### THE DATA ###
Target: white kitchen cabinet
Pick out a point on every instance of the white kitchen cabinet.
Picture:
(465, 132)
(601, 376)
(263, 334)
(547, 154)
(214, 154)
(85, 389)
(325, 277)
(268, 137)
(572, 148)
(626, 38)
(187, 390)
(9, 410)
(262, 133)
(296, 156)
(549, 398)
###
▶ EXERCISE BRIEF: Provide an exact transcript of the lines from the one that holds "Pick out a point" through the final line of the data above.

▶ COMPLETED TASK:
Pick out a point on every instance of the white kitchen cabinet.
Picture:
(465, 132)
(601, 376)
(263, 334)
(547, 154)
(214, 154)
(85, 389)
(325, 277)
(268, 137)
(572, 148)
(626, 38)
(187, 390)
(9, 410)
(262, 133)
(296, 156)
(549, 398)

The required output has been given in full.